Questions to answer
a) Reproduce the bumblebee article word for word, starting at "A study has" and ending at "mountain pennyroyal flowers.".
b) According to the bumblebee article, why was the study of which flowers bumblebees visit most carried out? Answer in one to three sentences.
c) Continue the bumblebee article from the point where it stops.

A study has identified the flowers most frequently nibbled by bumblebees as part of research to improve the pollination of critical plants as bee species face declines nationwide.

Published last Tuesday in the journal Environmental Entomology, researchers captured bumblebees on more than 100 plant species across more than 400 plots in the Plumas National Forest in California which is a mountainous, meadowy area with wildlife habitats near running water and where bumblebees are abundant.

The most popular flowers among the bees were found to be Oregon checker-mallow and mountain pennyroyal flowers.

The decline in population was evident between April 2015 and April 2016 when beekeepers in the U.S. lost 44% of their colonies.

The authors compared which species of flowers the bees used relative to the availability of each flower species across the landscape.

According to Dr. Jerry Cole, a biologist with the Institute for Bird Populations, it is essential to consider the availability of plants when determining the preference of bees.

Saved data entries
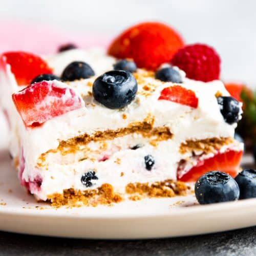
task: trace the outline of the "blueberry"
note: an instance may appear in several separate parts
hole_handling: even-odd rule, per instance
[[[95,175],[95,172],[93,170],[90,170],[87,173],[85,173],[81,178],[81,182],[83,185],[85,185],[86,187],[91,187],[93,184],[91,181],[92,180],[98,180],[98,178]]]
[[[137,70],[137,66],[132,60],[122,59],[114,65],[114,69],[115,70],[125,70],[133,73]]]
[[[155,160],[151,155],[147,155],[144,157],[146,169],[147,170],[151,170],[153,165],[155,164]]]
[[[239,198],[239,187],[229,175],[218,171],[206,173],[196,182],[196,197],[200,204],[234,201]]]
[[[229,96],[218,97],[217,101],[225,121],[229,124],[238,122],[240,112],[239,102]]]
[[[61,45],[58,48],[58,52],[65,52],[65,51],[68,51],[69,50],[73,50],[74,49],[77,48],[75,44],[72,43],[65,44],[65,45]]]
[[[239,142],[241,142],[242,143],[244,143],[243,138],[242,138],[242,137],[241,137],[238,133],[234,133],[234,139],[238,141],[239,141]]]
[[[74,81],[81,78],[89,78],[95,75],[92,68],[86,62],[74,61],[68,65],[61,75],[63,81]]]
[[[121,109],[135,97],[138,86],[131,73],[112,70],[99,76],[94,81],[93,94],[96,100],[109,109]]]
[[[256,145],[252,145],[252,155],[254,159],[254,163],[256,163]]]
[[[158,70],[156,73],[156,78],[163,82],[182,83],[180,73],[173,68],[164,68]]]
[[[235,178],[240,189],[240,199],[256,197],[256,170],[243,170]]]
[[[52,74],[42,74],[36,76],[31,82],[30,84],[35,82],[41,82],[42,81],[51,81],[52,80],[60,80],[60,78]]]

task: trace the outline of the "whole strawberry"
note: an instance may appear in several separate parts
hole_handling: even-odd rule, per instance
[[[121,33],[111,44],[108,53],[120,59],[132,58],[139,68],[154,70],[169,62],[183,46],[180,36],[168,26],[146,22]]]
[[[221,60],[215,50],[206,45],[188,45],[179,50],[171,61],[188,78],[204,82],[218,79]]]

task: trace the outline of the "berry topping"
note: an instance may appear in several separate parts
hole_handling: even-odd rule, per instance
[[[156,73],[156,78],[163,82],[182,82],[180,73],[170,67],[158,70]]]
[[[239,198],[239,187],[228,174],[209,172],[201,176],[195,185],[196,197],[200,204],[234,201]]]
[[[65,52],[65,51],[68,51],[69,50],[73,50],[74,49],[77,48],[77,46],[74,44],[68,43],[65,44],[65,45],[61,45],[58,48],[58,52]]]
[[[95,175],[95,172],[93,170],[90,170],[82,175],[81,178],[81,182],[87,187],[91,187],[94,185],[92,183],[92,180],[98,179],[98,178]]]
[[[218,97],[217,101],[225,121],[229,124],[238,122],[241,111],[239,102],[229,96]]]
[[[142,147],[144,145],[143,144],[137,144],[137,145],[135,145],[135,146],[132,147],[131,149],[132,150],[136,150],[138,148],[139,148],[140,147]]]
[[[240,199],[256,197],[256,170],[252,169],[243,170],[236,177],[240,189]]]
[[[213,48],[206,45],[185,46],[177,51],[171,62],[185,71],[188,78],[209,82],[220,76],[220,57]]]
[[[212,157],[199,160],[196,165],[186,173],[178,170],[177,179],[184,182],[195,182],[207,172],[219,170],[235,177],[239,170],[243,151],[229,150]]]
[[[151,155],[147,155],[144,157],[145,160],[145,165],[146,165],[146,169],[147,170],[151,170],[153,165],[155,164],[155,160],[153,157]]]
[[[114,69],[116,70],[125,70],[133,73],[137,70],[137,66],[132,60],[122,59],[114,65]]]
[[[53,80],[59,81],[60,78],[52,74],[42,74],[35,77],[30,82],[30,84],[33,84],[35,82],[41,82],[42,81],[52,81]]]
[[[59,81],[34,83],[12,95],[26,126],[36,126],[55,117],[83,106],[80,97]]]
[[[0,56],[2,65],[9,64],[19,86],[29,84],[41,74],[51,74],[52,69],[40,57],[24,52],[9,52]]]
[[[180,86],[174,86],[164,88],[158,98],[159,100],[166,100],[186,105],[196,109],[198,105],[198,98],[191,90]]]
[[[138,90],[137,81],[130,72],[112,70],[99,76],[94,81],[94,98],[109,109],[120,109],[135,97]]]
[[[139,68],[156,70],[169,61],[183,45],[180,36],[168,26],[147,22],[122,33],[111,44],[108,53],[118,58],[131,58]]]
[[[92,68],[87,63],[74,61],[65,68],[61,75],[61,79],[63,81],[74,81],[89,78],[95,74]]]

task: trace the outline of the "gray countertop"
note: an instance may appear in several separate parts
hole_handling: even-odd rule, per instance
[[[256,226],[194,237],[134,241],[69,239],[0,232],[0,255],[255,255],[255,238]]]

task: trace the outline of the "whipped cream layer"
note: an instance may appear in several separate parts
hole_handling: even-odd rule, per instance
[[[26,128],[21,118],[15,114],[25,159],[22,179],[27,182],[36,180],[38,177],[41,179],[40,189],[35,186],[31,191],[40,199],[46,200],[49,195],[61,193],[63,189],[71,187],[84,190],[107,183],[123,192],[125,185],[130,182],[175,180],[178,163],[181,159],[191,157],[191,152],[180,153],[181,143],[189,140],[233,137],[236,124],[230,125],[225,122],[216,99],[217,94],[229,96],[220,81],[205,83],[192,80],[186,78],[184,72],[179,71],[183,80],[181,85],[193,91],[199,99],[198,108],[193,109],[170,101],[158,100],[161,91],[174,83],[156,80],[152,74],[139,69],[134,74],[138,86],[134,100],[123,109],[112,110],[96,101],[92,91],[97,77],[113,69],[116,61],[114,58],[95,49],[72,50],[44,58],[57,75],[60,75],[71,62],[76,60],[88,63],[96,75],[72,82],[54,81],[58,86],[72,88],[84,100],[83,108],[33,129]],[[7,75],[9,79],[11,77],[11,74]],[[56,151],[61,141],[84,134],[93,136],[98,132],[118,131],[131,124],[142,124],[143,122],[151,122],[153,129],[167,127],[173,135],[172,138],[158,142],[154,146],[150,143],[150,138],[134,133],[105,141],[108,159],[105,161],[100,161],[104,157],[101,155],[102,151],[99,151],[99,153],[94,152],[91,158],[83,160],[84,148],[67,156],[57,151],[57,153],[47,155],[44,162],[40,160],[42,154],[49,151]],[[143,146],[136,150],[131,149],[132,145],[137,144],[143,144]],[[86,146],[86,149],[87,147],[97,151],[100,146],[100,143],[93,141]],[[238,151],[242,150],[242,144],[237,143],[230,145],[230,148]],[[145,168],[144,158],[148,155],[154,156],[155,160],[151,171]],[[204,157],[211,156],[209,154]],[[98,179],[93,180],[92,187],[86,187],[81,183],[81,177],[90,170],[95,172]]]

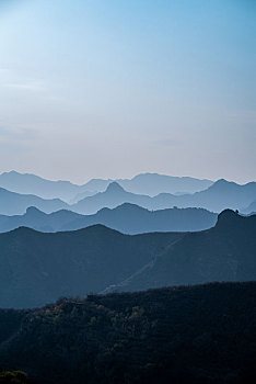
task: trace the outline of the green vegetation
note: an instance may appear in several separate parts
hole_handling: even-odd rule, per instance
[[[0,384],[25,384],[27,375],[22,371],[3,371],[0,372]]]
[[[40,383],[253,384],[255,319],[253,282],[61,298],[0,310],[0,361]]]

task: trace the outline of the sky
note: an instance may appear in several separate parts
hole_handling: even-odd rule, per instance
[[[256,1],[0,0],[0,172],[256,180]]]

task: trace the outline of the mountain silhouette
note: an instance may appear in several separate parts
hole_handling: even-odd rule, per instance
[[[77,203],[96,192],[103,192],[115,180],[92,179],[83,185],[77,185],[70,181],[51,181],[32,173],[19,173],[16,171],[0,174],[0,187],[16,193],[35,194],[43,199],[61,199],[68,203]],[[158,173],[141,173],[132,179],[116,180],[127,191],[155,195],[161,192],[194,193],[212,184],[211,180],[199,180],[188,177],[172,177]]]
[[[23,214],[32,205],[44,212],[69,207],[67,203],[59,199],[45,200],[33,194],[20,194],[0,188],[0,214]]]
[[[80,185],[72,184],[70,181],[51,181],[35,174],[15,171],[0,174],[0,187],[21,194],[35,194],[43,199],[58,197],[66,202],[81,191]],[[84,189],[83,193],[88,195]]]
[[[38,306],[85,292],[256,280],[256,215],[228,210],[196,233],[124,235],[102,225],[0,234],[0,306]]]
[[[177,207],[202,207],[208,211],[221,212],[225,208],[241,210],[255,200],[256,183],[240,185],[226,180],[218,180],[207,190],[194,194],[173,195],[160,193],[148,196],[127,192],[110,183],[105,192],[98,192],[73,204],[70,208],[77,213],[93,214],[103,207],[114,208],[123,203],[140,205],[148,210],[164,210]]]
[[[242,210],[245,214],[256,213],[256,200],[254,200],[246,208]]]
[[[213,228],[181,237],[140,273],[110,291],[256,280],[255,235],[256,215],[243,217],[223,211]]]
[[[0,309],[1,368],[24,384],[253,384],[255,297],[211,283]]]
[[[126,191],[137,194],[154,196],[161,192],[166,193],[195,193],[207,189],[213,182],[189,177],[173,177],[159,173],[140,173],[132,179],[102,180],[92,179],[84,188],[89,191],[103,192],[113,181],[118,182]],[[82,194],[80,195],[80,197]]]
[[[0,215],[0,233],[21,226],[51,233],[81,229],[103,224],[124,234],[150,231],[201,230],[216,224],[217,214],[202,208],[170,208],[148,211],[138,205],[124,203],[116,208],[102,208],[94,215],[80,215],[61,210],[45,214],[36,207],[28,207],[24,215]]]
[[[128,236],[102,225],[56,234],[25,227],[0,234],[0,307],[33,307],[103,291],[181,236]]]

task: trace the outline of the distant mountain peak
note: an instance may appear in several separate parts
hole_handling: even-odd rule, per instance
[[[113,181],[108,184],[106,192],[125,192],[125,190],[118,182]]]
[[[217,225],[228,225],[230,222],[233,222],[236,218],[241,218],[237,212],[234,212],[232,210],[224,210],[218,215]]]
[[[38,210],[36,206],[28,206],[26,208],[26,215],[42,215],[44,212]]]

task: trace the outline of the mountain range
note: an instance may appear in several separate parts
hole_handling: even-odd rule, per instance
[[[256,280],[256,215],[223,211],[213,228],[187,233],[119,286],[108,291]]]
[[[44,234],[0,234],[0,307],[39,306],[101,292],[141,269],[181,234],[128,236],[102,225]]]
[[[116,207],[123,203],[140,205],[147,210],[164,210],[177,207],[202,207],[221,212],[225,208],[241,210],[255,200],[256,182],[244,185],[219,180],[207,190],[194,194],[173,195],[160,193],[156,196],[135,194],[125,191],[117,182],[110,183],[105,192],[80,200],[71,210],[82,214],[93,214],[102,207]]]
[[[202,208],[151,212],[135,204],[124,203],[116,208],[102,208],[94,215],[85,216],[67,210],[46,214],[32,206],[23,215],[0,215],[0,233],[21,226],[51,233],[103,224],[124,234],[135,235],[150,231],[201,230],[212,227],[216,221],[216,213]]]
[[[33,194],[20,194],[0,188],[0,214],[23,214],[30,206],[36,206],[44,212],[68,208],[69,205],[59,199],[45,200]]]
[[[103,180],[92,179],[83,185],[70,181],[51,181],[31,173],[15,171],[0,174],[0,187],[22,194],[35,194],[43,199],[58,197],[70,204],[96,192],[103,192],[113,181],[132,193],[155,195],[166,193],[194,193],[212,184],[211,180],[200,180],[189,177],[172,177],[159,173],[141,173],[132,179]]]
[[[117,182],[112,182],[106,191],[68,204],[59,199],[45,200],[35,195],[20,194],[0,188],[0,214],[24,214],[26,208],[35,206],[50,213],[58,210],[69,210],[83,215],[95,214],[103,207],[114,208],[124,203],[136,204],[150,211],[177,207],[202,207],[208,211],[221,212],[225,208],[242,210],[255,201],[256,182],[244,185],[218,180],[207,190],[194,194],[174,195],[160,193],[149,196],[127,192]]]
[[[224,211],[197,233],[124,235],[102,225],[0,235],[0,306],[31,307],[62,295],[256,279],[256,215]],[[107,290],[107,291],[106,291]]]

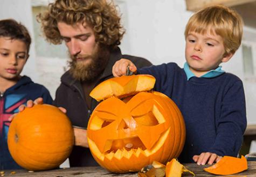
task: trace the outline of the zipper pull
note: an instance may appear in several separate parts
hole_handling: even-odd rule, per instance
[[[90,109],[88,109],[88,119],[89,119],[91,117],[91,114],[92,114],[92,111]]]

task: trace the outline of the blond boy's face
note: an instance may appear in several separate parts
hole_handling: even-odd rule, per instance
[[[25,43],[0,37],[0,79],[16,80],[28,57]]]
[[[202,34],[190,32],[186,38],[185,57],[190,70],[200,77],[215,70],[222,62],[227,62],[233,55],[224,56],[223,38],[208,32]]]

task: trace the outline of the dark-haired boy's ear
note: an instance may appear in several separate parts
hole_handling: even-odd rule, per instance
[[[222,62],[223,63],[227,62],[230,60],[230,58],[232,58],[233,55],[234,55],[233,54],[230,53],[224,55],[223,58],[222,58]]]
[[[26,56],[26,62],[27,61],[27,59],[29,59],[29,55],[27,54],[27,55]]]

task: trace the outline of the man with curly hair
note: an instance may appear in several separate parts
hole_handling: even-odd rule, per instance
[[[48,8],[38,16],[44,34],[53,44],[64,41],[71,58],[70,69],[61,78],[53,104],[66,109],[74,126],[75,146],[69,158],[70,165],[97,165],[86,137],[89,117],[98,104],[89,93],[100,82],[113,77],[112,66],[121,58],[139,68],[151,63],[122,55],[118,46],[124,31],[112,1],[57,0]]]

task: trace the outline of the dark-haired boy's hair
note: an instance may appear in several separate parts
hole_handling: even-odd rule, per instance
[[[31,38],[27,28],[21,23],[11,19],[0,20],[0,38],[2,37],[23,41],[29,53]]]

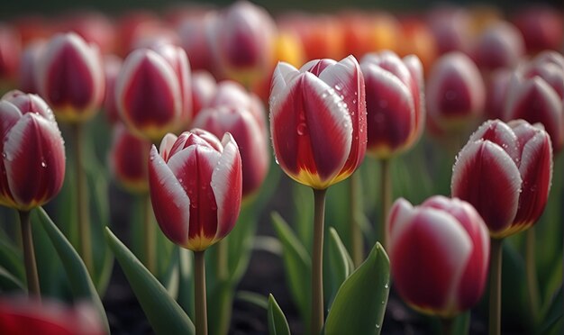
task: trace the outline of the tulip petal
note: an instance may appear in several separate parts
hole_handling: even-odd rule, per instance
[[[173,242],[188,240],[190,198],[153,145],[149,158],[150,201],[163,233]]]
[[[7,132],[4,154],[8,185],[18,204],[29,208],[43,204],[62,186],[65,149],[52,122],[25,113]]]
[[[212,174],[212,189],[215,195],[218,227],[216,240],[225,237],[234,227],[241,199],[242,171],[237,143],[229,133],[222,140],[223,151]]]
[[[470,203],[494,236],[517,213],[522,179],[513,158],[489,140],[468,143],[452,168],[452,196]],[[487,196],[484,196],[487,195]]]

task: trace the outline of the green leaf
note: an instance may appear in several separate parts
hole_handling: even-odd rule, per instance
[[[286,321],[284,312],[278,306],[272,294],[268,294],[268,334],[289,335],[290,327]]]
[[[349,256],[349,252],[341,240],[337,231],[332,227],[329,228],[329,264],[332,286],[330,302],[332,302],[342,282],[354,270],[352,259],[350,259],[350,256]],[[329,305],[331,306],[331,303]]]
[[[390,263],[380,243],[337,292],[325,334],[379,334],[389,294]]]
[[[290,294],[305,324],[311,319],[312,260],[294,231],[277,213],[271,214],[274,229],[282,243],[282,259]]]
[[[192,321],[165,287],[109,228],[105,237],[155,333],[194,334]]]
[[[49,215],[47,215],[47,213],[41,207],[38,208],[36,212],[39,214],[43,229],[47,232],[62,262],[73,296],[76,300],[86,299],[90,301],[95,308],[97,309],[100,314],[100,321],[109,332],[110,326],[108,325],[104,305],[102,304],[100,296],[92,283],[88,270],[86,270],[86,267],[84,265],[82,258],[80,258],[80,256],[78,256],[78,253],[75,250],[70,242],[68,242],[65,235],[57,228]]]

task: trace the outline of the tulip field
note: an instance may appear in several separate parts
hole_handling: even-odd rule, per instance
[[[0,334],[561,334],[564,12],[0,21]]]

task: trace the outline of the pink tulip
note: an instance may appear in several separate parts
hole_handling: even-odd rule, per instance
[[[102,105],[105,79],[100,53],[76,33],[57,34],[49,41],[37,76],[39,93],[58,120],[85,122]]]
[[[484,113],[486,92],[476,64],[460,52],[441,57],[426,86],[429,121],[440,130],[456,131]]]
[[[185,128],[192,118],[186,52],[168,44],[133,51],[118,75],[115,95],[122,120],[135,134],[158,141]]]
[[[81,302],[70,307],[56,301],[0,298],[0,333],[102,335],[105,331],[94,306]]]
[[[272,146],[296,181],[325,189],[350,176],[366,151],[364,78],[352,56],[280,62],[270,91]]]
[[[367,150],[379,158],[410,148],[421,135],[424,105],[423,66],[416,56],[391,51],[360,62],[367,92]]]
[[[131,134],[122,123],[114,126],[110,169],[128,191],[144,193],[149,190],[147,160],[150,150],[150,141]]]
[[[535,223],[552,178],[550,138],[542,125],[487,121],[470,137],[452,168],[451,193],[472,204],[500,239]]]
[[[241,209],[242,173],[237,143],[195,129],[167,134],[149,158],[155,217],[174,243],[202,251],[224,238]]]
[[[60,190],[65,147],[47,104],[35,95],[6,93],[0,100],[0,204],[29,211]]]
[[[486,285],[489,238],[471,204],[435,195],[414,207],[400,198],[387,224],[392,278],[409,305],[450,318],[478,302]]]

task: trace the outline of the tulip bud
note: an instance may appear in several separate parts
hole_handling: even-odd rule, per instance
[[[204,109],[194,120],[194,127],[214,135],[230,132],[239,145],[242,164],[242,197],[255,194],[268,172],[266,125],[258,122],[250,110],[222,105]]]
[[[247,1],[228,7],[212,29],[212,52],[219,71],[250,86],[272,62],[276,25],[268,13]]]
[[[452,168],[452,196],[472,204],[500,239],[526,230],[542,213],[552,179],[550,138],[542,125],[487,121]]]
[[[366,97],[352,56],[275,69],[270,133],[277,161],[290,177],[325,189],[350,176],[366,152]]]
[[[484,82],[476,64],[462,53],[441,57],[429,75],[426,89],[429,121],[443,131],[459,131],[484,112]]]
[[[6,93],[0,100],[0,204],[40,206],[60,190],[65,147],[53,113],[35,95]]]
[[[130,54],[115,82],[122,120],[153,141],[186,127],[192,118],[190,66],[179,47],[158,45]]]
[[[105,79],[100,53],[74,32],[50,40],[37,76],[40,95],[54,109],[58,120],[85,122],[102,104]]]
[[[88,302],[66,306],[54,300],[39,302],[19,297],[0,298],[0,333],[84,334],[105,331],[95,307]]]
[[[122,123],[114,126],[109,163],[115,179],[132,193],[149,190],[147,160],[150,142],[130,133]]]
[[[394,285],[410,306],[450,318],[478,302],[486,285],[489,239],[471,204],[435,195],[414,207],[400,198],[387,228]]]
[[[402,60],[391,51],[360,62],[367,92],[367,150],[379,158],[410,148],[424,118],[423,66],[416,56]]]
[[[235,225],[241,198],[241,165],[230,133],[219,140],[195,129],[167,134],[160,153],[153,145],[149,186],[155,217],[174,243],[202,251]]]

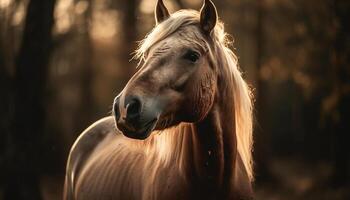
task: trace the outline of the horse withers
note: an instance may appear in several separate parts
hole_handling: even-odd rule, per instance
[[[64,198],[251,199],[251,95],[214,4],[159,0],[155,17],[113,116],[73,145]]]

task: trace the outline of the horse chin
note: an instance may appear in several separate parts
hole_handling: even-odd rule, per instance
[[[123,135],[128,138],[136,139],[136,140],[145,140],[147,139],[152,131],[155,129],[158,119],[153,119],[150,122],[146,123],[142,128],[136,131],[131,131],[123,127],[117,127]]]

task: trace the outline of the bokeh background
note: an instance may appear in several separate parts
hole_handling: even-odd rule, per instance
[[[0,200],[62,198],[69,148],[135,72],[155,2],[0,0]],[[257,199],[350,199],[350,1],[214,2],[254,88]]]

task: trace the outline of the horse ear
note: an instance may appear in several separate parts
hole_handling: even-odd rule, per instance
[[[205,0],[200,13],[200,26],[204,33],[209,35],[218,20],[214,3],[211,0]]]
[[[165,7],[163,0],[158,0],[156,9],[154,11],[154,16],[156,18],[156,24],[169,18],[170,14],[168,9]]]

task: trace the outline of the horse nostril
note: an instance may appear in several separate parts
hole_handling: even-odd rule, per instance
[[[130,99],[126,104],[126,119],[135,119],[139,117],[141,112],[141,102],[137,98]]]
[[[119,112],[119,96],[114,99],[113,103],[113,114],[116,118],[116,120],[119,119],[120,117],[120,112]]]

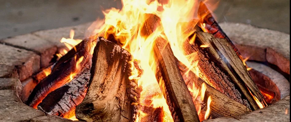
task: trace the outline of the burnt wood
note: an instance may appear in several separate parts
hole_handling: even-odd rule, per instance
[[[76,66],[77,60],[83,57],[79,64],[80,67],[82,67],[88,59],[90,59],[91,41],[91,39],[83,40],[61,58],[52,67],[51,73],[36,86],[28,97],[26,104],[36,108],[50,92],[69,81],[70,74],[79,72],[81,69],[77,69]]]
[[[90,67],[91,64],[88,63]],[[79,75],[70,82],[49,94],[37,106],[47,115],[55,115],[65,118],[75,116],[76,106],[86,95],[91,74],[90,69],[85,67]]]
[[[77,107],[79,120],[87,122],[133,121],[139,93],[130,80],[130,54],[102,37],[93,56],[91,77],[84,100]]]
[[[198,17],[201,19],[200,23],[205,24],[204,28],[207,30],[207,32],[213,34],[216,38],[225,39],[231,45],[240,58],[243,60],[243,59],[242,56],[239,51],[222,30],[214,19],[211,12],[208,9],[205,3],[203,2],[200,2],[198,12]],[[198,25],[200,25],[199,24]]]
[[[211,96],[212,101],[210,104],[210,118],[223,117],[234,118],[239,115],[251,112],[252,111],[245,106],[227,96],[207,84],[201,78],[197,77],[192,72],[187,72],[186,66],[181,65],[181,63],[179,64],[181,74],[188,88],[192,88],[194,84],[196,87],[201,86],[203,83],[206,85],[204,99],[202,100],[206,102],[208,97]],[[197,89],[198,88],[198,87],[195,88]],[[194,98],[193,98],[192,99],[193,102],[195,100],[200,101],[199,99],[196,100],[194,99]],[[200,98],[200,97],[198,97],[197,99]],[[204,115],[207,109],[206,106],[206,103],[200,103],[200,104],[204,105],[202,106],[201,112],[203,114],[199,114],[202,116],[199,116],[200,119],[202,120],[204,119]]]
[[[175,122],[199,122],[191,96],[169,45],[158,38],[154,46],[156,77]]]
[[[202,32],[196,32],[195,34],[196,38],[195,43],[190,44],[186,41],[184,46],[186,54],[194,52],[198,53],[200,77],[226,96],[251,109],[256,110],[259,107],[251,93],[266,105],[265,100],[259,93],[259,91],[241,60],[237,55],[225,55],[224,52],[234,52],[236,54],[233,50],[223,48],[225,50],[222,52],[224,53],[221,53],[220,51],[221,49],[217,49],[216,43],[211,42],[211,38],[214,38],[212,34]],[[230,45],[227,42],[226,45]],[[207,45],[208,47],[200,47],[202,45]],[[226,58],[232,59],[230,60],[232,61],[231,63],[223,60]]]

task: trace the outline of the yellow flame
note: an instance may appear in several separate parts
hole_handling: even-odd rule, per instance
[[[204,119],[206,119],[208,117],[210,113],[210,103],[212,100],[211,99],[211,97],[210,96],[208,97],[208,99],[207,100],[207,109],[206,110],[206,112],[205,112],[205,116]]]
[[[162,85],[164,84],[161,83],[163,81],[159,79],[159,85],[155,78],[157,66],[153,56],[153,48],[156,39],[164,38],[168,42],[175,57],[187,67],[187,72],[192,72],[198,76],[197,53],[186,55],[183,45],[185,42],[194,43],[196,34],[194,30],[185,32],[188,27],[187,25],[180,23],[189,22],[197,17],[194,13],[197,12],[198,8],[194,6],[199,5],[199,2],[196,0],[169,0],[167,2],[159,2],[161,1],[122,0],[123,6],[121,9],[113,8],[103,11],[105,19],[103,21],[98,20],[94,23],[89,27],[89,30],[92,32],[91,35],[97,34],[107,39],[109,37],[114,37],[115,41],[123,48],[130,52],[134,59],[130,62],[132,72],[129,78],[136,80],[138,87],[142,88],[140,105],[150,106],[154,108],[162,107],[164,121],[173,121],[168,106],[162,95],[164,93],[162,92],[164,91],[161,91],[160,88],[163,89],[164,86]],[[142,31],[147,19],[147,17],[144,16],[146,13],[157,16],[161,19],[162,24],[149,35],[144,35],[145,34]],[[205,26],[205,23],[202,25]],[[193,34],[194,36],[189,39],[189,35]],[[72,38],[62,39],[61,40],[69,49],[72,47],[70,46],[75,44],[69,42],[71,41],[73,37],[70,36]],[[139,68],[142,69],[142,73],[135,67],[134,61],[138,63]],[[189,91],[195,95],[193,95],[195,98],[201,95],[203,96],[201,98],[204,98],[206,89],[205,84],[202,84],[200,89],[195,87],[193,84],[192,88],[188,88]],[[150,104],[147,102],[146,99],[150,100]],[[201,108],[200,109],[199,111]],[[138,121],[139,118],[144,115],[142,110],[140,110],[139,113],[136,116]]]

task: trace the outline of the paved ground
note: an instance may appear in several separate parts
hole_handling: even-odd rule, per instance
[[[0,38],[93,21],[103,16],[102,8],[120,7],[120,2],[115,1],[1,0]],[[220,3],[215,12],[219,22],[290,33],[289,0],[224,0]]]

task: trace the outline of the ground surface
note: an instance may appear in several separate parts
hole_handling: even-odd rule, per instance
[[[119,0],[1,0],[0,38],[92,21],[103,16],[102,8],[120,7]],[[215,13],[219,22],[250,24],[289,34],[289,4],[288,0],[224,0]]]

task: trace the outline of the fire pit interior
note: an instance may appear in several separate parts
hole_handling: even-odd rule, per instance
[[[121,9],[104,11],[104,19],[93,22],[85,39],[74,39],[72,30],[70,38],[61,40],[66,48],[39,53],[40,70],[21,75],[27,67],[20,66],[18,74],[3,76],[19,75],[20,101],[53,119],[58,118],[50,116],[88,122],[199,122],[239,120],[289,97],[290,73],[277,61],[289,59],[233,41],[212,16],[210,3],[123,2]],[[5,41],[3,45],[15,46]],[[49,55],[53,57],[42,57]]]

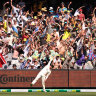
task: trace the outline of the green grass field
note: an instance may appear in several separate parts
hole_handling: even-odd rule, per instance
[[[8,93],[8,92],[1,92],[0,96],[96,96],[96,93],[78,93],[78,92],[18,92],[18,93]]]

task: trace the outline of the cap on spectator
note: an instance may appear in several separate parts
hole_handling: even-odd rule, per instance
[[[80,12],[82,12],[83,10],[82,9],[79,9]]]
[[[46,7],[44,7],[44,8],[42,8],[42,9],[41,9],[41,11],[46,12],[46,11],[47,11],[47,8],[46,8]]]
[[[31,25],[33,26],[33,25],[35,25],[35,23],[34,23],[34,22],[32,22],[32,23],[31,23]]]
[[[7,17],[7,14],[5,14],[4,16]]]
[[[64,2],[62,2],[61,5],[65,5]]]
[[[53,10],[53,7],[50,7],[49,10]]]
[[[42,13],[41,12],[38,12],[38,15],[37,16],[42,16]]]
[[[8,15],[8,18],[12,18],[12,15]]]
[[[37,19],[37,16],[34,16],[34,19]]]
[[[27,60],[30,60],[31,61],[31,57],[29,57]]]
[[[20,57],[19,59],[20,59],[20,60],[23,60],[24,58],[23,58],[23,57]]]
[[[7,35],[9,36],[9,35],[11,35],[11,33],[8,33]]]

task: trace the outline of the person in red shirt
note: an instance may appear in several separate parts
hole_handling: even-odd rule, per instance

Answers to the exercises
a)
A study has identified the flowers most frequently nibbled by bumblebees as part of research to improve the pollination of critical plants as bee species face declines nationwide.

Published last Tuesday in the journal Environmental Entomology, researchers captured bumblebees on more than 100 plant species across more than 400 plots in the Plumas National Forest in California which is a mountainous, meadowy area with wildlife habitats near running water and where bumblebees are abundant.

The most popular flowers among the bees were found to be Oregon checker-mallow and mountain pennyroyal flowers.

b) The study was part of research to improve the pollination of critical plants. That work matters because bee species are declining nationwide.

c)
Not all flowers are utilized equally by bumblebees, and not all flowers are equally available to them.

Recognizing which flowers are favored by bumblebees can help scientists understand which plants they need, but putting that choice in the context of what is available to bees across a landscape provides a more accurate idea of which flowers are highly valued.

Learning bumble bees' flower preferences will support the conservation of declining bee species.

According to Helen Lofland, "This kind of information can actually enhance the effectiveness of restoration for bumblebees and in a method that's comparatively straightforward and cost-effective to implement."

The results found that each bumblebee species in the study selected a different assortment of flowers, even though the bees were foraging across the same landscape. This can be convenient for land managers who are restoring or managing meadows and other riparian habitats for native bumblebees.

When a bee was captured on a flower, the biologists estimated the number of those flowers in a given plot of forest, the study said.

Reasons behind the declines were: transfer of parasites from honey bees to bumblebees, loss of floral resources, competition with other insect species, or a mismatch between the phenology of plant species and the phenology of bumblebee species, Jerry Cole, lead author of the research and biologist at the Institute for Bird Populations in California, said.

The synchronicity between plants and animals is important, as our food supply depends on the timing of phenological events.

Other studies merely use the proportion of captures on a plant species alone to determine which plants are most important to bees.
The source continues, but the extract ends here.